→ **Exercice A**
Recopiez à l'identique les lignes des enregistrements situées entre la ligne qui contient « the finger, one » et celle qui contient « [(396, 288)] », ces deux lignes comprises.

→ **Extrait fourni**
+ + +

Matt Holubowski dédie son nouvel album, Weird Ones, à toutes les personnes qui assument ce qu’elles sont. Le travail qu’il a fait sur lui-même lui a permis de livrer un troisième disque beaucoup plus lumineux que le précédent. Rencontre avec un artiste heureux.

Son premier album, lancé en 2014 sous le pseudonyme Ogen, s’intitulait Old Man. Mais à 31 ans, Matt Holubowski se sent plus jeune et plus en phase avec lui-même aujourd’hui qu’il y a six ans. « Ça me fait penser à la chanson de Dylan, “But I was so much older then, I’m younger than that now”… », chantonne-t-il.

« Vraiment, ça, j’adore », dit en souriant l’auteur-compositeur-interprète originaire de Hudson, qui nous accueille chaleureusement dans son studio du Mile End.

Matt Holubowski a toujours été fasciné par les personnages flamboyants « qui extériorisent bien leur différence », comme Dylan justement, ou David Bowie. Même si être bizarre reste relatif – on est toujours le bizarre de quelqu’un –, il a fini par accepter qu’il n’était pas particulièrement « weird ».

PHOTO PATRICK SANFAÇON, LA PRESSE

Matt Holubowski, dans son studio du Mile End

« Quand j’essayais de l’extérioriser, ça n’avait pas l’air authentique. C’est pour ça, le titre de l’album : oui, c’est un hommage aux gens étranges, mais c’est surtout l’éloge d’être qui tu veux être. Que tu le montres de façon plus ou moins conformiste, fais ce que tu veux là où tu te sens bien. »

+ + +

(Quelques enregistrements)
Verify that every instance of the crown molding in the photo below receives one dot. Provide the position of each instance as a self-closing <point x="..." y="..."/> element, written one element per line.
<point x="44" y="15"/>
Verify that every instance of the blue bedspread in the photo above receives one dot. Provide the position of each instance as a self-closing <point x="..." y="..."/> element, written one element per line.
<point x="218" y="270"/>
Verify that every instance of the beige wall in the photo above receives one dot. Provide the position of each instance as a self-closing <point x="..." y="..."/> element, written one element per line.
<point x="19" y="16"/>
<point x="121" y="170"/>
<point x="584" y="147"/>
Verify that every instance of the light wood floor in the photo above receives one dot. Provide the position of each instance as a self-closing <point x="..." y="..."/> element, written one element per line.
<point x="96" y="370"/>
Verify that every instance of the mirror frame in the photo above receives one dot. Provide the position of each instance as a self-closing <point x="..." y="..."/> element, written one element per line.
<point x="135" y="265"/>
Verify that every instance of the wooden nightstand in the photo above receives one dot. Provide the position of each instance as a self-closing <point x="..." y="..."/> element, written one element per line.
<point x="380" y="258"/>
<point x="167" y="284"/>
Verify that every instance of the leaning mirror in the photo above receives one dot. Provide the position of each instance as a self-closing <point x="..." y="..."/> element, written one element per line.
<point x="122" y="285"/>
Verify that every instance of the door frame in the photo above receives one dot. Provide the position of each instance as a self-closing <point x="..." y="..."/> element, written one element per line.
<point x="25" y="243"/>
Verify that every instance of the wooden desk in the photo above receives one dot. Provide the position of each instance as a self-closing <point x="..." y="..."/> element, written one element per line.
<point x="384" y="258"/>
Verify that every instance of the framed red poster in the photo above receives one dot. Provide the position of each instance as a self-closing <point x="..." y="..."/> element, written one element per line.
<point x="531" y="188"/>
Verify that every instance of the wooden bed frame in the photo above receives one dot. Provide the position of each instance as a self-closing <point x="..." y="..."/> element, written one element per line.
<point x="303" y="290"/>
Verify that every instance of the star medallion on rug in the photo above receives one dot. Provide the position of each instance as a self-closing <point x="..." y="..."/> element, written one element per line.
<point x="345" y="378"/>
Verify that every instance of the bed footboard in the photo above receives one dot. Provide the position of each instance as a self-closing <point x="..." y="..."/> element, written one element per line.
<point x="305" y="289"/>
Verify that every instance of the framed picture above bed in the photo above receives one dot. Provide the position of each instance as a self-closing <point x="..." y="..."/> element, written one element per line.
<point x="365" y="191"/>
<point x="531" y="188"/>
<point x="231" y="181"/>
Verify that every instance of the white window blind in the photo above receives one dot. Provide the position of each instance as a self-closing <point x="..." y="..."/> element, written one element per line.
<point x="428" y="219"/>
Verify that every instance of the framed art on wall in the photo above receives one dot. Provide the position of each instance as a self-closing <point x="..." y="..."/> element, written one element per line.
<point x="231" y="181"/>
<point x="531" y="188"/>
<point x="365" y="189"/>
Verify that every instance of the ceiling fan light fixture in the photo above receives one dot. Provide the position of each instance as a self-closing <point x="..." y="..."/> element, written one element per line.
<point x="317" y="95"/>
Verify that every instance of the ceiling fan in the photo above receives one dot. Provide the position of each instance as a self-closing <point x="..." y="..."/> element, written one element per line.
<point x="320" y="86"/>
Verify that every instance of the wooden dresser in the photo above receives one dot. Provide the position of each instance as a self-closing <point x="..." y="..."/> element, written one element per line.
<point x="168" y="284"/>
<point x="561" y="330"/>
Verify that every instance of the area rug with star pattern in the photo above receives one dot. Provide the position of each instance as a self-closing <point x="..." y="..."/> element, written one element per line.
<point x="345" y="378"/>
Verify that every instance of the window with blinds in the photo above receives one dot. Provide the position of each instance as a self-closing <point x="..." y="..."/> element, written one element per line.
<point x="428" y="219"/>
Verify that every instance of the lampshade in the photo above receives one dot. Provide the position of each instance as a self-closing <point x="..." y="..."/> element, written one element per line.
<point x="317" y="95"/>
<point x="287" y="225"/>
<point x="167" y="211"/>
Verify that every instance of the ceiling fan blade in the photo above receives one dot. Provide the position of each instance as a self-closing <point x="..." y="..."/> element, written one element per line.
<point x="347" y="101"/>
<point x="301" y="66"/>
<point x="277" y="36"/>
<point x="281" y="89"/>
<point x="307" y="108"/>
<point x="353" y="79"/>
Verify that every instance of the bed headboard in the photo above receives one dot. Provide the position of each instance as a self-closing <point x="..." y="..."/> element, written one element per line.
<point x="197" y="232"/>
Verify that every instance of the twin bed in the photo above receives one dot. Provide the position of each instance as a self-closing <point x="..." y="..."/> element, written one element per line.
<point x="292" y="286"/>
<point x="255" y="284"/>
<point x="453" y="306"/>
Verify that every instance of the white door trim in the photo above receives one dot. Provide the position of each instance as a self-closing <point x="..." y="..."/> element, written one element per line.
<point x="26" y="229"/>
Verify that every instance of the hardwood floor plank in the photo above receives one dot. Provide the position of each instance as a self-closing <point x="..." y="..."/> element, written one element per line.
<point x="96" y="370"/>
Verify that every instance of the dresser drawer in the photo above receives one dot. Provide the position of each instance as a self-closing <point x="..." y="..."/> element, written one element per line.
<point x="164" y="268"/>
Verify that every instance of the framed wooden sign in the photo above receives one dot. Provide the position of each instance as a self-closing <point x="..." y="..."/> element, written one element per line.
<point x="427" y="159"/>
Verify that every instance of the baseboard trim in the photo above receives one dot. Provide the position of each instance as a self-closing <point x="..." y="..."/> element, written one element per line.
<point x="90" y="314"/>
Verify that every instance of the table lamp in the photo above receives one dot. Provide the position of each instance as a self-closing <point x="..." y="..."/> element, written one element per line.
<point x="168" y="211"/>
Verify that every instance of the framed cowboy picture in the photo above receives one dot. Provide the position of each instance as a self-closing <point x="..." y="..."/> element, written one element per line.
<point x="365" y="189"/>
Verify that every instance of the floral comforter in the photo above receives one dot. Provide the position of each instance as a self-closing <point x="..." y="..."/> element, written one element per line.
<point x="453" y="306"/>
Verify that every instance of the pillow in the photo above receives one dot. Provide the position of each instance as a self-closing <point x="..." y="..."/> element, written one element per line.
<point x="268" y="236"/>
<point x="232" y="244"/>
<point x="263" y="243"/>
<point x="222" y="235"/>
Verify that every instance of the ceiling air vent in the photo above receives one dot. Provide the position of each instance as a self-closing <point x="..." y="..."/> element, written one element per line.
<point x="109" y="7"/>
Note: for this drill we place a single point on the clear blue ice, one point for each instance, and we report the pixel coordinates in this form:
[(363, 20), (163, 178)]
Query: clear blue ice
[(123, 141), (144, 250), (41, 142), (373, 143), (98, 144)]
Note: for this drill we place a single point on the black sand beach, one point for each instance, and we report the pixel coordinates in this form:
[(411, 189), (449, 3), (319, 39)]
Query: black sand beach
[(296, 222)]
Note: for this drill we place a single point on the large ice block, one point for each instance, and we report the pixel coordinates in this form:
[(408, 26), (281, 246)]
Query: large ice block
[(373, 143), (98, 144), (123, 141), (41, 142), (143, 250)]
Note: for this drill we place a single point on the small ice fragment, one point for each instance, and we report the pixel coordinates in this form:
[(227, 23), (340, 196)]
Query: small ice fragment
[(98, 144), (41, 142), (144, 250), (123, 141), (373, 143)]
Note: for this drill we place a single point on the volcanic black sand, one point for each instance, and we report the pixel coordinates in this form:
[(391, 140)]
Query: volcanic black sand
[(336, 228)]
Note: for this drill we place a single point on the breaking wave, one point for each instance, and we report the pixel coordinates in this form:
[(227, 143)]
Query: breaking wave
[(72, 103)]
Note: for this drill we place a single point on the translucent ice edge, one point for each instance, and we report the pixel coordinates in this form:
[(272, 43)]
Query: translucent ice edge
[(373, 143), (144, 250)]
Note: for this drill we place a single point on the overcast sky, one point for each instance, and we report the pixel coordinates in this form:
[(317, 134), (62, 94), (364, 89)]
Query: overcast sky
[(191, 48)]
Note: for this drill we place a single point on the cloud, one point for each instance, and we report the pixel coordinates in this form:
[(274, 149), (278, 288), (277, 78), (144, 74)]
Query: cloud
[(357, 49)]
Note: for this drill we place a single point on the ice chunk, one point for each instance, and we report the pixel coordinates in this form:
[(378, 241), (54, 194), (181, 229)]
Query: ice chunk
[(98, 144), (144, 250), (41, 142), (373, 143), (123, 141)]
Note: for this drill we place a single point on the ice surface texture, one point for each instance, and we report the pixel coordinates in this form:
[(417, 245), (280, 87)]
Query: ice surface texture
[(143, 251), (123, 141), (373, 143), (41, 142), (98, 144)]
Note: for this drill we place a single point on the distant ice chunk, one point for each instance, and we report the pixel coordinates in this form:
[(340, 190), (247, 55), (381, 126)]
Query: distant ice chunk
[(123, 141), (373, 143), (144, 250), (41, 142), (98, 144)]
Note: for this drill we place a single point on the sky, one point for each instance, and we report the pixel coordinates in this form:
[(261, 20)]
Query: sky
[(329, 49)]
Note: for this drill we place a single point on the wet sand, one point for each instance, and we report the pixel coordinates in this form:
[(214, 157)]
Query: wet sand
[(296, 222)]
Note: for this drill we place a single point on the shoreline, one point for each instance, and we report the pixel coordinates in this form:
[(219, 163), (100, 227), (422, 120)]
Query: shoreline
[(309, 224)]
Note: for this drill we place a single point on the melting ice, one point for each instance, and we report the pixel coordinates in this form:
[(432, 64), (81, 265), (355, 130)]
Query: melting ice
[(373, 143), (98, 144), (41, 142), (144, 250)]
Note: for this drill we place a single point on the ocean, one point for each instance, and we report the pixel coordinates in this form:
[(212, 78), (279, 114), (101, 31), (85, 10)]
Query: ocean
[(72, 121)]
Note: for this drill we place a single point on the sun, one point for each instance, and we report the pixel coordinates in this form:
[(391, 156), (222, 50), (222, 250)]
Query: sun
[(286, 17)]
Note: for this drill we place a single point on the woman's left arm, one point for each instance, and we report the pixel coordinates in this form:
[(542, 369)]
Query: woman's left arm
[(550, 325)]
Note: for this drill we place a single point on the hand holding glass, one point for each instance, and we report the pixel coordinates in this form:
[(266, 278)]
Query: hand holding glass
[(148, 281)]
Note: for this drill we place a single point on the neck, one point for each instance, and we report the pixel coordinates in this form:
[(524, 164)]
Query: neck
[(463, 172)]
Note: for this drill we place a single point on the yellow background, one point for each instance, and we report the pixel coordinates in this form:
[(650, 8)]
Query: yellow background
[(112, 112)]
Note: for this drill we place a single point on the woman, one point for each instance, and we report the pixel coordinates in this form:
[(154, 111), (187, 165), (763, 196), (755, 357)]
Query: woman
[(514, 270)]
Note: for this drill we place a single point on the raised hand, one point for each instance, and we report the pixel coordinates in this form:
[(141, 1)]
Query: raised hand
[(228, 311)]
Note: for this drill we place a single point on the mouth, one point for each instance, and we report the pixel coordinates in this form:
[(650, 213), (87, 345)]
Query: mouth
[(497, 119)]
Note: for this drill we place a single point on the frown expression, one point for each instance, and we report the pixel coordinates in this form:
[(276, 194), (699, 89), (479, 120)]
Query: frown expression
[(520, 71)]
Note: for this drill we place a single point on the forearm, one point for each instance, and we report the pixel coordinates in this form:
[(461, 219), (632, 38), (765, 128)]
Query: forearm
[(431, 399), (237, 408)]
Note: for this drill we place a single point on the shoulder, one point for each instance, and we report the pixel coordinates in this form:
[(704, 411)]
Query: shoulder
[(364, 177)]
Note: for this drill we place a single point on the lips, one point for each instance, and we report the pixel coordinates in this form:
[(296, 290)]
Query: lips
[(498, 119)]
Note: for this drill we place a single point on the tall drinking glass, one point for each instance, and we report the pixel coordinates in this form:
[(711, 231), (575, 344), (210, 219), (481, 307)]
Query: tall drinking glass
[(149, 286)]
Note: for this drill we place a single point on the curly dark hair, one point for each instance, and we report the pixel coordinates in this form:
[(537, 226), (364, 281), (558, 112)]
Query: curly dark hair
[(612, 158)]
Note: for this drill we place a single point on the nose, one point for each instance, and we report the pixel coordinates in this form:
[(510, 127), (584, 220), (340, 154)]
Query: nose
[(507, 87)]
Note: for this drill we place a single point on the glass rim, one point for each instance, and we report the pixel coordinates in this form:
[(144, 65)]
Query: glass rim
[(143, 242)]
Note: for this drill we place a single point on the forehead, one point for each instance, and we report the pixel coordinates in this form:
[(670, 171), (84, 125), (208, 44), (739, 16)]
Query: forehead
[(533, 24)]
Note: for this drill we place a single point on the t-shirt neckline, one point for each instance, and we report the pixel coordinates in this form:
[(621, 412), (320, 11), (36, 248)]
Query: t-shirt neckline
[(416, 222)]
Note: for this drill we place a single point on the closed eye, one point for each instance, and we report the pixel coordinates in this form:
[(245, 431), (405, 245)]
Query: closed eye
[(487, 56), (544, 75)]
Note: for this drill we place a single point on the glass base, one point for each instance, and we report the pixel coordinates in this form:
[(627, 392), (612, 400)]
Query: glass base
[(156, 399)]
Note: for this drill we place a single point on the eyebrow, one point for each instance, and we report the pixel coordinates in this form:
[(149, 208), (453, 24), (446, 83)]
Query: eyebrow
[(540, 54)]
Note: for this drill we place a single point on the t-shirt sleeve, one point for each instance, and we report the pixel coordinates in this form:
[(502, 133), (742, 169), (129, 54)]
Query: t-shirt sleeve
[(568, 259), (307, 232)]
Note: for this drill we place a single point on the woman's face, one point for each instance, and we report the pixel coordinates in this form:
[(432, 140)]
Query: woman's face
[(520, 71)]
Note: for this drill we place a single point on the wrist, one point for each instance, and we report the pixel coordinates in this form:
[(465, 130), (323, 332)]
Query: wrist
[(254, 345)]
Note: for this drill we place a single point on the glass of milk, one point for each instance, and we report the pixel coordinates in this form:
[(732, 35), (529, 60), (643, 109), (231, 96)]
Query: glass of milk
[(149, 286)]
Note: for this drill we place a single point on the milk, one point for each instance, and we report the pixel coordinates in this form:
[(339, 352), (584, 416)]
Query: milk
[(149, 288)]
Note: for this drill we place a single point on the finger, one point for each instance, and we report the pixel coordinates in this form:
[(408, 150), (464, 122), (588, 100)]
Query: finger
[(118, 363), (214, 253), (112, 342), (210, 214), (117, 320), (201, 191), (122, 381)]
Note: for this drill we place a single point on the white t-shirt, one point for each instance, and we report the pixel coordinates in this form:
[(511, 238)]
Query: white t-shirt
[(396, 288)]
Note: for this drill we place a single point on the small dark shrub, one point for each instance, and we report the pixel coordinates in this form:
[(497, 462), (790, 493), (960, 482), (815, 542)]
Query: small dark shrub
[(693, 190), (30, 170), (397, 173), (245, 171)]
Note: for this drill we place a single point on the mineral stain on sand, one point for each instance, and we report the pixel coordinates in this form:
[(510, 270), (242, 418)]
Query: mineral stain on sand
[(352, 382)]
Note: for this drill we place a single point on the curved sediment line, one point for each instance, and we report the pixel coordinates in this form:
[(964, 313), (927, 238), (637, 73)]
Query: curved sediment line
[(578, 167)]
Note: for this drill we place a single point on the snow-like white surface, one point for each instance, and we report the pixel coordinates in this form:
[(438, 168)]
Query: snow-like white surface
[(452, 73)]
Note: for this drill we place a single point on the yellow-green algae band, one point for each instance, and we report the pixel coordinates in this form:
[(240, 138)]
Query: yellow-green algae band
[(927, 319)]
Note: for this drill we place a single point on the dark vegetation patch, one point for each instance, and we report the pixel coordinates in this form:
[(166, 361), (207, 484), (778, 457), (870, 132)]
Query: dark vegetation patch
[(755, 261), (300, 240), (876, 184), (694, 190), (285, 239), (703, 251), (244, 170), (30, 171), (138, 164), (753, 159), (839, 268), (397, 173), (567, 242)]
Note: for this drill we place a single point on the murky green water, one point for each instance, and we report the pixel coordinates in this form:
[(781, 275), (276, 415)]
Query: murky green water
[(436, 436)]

+ + +

→ **Exercice B**
Pour chacune des affirmations suivantes, indiquez par oui ou par non si elle s'accorde avec l'article sur Matt Holubowski, et citez à l'appui les mots exacts de l'article. (i) Le premier album de Matt Holubowski est sorti en 2014. (ii) Matt Holubowski est originaire de Montréal. (iii) Weird Ones est son troisième disque.

→ **Réponse A**
Note: for this drill we place a single point on the finger, one point for each instance, and we report the pixel coordinates in this form:
[(408, 150), (464, 122), (588, 100)]
Query: finger
[(118, 363), (214, 253), (112, 342), (210, 214), (117, 320), (201, 191), (122, 381)]
Note: for this drill we place a single point on the white t-shirt, one point for each instance, and we report the pixel coordinates in this form:
[(511, 238)]
Query: white t-shirt
[(396, 288)]

→ **Réponse B**
(i) Oui : « Son premier album, lancé en 2014 sous le pseudonyme Ogen, s’intitulait Old Man. »
(ii) Non : « l’auteur-compositeur-interprète originaire de Hudson »
(iii) Oui : « livrer un troisième disque beaucoup plus lumineux que le précédent »